◆ Excerpt
Now that the model is loaded, we prepare the file we are interested in. The file is a year of aggregated flight data from a previous lecture.

In [6]:
import pandas as pd
path = '/content/2015-summary.csv'  # uploading file to notebook instance, path may vary
summary = pd.read_csv(path)
summary = summary.sort_values("count", ascending = False)
test = summary.head()

In [7]:
test

Unnamed: 0,DEST_COUNTRY_NAME,ORIGIN_COUNTRY_NAME,count
81,United States,United States,370002
214,United States,Canada,8483
115,Canada,United States,8399
139,United States,Mexico,7187
43,Mexico,United States,7140


Above, we load the aggregated data and sort it by the flight routes that are taken most frequently. Now, we share it with the loaded model and ask it to generate a brief report.

In [8]:
messages = [
    {"role": "user", "content":f"""

◆ Supplied information
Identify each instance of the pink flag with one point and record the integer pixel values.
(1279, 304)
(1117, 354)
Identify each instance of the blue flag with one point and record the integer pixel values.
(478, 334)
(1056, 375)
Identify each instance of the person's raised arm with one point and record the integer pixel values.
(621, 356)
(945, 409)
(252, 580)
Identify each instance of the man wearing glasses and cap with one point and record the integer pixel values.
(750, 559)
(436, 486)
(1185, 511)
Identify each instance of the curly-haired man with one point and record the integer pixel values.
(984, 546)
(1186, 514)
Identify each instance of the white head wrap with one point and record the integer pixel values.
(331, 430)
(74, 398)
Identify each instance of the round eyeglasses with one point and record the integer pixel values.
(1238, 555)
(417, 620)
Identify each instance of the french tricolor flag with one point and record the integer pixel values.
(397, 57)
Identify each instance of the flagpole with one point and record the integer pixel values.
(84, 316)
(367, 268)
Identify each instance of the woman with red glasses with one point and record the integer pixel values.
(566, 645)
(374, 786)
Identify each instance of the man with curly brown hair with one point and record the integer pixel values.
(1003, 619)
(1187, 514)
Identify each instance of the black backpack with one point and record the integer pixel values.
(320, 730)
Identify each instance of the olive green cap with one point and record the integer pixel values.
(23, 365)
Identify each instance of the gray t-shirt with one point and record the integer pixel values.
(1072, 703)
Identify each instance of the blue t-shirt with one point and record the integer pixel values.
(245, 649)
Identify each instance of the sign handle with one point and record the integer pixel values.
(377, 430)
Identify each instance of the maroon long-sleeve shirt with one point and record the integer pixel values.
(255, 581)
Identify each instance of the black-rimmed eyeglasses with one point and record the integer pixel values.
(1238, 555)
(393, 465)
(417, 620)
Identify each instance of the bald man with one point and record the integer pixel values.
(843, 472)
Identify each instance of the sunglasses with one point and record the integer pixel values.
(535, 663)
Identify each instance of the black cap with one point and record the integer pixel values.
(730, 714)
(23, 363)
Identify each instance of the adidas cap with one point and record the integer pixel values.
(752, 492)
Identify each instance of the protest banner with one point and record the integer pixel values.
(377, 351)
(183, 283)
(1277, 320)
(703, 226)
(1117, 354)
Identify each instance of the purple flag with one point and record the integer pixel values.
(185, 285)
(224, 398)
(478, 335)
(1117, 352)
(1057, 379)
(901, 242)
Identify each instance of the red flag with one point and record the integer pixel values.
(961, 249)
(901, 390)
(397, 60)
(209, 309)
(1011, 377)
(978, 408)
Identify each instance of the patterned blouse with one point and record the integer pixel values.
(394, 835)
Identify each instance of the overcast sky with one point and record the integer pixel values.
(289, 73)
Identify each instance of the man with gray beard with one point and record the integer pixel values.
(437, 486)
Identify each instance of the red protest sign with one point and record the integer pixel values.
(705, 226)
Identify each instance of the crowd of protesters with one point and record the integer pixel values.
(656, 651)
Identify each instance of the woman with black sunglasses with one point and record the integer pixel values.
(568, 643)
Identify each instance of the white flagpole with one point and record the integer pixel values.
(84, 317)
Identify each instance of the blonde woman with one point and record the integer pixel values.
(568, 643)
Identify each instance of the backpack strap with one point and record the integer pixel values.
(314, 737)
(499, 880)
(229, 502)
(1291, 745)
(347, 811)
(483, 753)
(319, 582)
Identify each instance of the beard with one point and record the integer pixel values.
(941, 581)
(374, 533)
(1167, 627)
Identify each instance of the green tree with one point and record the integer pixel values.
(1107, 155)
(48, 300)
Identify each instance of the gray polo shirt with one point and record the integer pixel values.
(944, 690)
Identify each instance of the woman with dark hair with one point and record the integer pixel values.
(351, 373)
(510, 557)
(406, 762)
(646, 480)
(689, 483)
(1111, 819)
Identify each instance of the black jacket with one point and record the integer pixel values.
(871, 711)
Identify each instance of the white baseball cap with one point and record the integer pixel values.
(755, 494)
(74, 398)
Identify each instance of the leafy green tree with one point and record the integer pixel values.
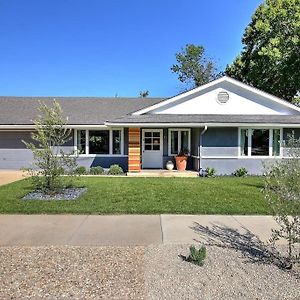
(144, 94)
(193, 67)
(270, 59)
(282, 191)
(50, 162)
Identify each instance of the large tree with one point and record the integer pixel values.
(270, 59)
(193, 67)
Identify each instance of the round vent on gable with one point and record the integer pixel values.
(223, 97)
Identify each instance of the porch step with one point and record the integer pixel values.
(162, 173)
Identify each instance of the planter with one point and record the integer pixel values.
(169, 165)
(181, 162)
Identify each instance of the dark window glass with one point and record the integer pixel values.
(81, 141)
(260, 142)
(276, 142)
(99, 142)
(244, 142)
(174, 142)
(117, 141)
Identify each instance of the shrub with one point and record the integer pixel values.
(115, 170)
(197, 256)
(80, 170)
(210, 172)
(241, 172)
(96, 170)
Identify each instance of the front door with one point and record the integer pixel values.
(152, 156)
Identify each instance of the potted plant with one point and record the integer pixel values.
(181, 159)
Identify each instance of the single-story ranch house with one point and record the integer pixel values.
(225, 124)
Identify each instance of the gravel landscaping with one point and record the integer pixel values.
(154, 272)
(66, 194)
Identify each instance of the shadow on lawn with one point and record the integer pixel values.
(253, 249)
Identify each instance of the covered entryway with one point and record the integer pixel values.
(152, 148)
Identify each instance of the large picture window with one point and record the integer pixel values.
(99, 142)
(179, 139)
(260, 142)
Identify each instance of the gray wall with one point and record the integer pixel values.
(14, 155)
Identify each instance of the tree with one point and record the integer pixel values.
(49, 160)
(270, 59)
(193, 68)
(282, 191)
(144, 94)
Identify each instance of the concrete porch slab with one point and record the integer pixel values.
(163, 173)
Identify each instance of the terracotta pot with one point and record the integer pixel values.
(181, 162)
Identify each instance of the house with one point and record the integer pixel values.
(225, 124)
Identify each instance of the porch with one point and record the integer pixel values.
(162, 173)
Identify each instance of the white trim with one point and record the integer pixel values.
(179, 139)
(250, 142)
(87, 147)
(176, 125)
(215, 82)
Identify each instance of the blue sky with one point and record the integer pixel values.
(104, 48)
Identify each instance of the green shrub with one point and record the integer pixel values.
(115, 170)
(96, 170)
(197, 256)
(80, 170)
(210, 172)
(241, 172)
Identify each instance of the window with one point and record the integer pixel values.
(276, 142)
(244, 142)
(116, 142)
(99, 142)
(81, 134)
(260, 142)
(152, 140)
(179, 139)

◆ Tasks to complete
- a) Return the stretch of the flight-data excerpt from "Now that the" through "test = summary.head()".
- b) Translate this sentence from the flight-data excerpt into Spanish: "The file is a year of aggregated flight data from a previous lecture."
The data is material separate from the flight-data excerpt.

◆ Solutions to each task
- a)
Now that the model is loaded, we prepare the file we are interested in. The file is a year of aggregated flight data from a previous lecture.

In [6]:
import pandas as pd
path = '/content/2015-summary.csv'  # uploading file to notebook instance, path may vary
summary = pd.read_csv(path)
summary = summary.sort_values("count", ascending = False)
test = summary.head()

- b) El archivo es un año de datos de vuelos agregados de una clase anterior.